Assigned task 1 —
Using the ARE pipeline article below, answer each question briefly.
(a) What file does each Phase 1 analysis produce, and which field in its frontmatter enables incremental updates?
(b) In what order are directories sorted in Phase 2?
(c) Are timeouts retried, and what does the article say retrying would do?
Assigned task 2 — Repeat word for word the stretch of the ARE pipeline article from "buildDirectoryPrompt() reads child" through "(natural instrumentation boundaries).".

Selected passage —
The Two-Phase Pipeline: How ARE Understands Your Codebase

When you run are generate, progress bars tick through files and directories. What's happening under the hood? Here's how raw source code becomes AI-friendly documentation.

Why Two Phases?

You can't summarize a directory without first understanding its files.

Consider src/auth/ containing login.ts, logout.ts, and session.ts. To write a meaningful summary of src/auth/, ARE needs to know what each file does — files first, then directories.

This is post-order traversal: process children before parents, leaves before branches. Phase 1 handles leaves (individual files), Phase 2 builds branches (directory hierarchies).

Phase 1: File Analysis

Phase 1 develops understanding of individual source files. createFileTasks() extracts import/export metadata, then buildFilePrompt() constructs a prompt including source code, import map, export map, project structure, and compression directives.

Tasks execute via runPool(), ARE's iterator-based concurrency engine. Multiple files analyze in parallel, with concurrency tuned to your system's capabilities.

After prompt building, task content is nullified to free memory — critical on large codebases.

Each analysis produces a .sum file with YAML frontmatter including content_hash, enabling incremental updates by detecting source changes.

Phase 2: Directory Aggregation

With all files analyzed, Phase 2 builds the hierarchy. createDirectoryTasks() constructs a dependency graph where each directory task knows which child tasks must complete first.

Directories sort by depth descending — deepest first. This ensures src/auth/utils/ completes before src/auth/, which completes before src/.

buildDirectoryPrompt() reads child .sum files in parallel and feeds them to the LLM for synthesis.

The Concurrency Engine

Both phases use runPool<T>(), an iterator-based worker pool. Workers pull from a shared iterator — when one finishes early, it grabs the next task, maintaining full utilization despite variable durations.

Error Handling

Rate limit errors trigger exponential backoff plus random jitter to prevent thundering herd problems. Timeouts are NOT retried — retrying spawns more subprocesses on an already-strained system.

What This Enables

The two-phase architecture unlocks incremental updates (regenerate only affected files), quality validation (detect undocumented exports between phases), scalability (thousands of files without memory issues), and observability (natural instrumentation boundaries).

Extracted information —
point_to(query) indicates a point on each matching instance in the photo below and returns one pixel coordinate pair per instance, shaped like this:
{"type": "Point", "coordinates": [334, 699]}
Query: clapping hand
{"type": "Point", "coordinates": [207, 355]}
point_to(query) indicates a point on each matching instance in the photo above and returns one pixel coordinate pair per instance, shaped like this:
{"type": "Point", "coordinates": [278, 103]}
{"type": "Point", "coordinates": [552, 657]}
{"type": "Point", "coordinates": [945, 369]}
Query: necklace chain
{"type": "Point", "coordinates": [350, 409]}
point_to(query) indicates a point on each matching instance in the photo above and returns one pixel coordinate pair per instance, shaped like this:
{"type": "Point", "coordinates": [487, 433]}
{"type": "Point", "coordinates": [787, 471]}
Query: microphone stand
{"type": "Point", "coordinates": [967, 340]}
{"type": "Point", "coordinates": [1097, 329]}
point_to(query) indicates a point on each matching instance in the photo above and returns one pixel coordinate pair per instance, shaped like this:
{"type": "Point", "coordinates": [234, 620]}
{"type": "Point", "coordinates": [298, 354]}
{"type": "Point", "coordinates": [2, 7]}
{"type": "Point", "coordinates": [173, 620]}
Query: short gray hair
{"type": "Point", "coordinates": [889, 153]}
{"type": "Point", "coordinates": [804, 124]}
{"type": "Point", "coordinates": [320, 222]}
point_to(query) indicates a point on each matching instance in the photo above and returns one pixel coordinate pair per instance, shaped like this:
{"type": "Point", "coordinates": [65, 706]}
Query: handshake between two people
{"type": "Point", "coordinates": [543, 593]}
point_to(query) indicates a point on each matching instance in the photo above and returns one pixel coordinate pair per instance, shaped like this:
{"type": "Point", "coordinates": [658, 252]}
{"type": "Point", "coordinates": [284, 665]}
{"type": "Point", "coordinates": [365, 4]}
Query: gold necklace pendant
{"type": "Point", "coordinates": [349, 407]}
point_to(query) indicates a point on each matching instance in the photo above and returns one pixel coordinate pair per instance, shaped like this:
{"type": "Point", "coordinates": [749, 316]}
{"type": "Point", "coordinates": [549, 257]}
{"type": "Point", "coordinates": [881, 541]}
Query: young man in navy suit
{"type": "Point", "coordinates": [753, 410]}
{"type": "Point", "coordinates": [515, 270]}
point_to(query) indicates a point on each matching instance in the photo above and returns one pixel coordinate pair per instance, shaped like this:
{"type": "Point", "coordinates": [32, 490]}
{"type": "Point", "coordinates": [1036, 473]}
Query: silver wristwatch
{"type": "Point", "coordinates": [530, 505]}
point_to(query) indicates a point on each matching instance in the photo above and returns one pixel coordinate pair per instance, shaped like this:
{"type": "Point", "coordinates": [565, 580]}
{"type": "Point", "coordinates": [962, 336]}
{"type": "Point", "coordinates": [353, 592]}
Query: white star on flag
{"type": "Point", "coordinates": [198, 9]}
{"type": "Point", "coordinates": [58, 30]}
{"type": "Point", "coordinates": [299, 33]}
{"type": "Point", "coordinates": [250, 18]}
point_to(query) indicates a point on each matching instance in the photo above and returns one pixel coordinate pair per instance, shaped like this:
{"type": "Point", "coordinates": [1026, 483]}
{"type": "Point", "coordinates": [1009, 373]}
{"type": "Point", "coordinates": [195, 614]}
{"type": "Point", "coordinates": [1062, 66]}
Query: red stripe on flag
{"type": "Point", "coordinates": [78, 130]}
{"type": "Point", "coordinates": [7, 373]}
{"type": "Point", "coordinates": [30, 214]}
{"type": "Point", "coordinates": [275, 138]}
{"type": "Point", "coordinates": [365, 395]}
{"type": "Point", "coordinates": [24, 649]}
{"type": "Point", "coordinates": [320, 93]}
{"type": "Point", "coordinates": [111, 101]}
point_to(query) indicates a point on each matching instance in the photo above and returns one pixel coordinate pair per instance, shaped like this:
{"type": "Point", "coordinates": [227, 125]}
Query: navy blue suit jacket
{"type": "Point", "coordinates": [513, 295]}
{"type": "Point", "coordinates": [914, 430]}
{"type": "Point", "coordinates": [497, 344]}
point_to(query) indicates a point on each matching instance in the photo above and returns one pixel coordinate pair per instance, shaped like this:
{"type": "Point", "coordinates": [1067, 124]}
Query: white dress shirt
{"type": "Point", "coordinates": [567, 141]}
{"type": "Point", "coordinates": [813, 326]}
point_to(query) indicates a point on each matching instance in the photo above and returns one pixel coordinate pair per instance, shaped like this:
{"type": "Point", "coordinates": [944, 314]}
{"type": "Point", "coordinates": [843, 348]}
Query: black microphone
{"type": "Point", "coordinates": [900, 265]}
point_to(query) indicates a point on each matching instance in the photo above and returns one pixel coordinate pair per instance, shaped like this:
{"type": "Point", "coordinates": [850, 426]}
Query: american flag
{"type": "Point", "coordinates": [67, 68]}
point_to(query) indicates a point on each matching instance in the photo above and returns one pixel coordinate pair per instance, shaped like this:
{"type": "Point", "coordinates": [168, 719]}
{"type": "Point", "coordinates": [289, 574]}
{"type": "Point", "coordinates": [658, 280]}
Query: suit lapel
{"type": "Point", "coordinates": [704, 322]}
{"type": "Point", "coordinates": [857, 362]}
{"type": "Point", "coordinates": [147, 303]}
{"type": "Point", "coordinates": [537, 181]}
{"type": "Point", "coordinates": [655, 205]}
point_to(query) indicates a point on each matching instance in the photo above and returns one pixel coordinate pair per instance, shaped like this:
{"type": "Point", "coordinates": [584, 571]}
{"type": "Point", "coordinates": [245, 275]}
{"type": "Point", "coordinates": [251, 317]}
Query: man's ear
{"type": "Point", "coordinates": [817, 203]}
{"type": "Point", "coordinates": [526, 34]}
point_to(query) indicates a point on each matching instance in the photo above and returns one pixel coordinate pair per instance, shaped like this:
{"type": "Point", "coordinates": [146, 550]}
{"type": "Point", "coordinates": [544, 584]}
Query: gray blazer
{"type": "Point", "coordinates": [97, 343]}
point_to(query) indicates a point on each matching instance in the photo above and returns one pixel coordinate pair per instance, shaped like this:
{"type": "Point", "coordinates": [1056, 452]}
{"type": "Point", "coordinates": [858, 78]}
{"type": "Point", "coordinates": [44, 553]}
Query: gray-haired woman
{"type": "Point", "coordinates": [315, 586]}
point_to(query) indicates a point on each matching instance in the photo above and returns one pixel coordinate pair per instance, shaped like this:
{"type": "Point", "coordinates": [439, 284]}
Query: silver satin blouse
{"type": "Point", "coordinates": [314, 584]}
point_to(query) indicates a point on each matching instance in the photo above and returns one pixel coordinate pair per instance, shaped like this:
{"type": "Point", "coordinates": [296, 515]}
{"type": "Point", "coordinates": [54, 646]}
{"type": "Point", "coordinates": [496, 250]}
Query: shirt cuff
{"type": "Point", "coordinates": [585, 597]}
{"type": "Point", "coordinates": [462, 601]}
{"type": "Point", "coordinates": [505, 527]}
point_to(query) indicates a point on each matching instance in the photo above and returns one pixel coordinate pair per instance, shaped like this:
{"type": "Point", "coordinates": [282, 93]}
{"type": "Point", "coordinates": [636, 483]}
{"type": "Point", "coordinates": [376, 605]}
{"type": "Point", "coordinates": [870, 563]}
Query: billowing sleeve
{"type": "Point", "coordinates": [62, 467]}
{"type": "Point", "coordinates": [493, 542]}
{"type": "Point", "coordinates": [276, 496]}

Task solution 1 —
(a) A .sum file with YAML frontmatter; the content_hash field enables incremental updates by detecting source changes.
(b) By depth descending, deepest first.
(c) No. Retrying spawns more subprocesses on an already-strained system.

Task solution 2 —
buildDirectoryPrompt() reads child .sum files in parallel and feeds them to the LLM for synthesis.

The Concurrency Engine

Both phases use runPool<T>(), an iterator-based worker pool. Workers pull from a shared iterator — when one finishes early, it grabs the next task, maintaining full utilization despite variable durations.

Error Handling

Rate limit errors trigger exponential backoff plus random jitter to prevent thundering herd problems. Timeouts are NOT retried — retrying spawns more subprocesses on an already-strained system.

What This Enables

The two-phase architecture unlocks incremental updates (regenerate only affected files), quality validation (detect undocumented exports between phases), scalability (thousands of files without memory issues), and observability (natural instrumentation boundaries).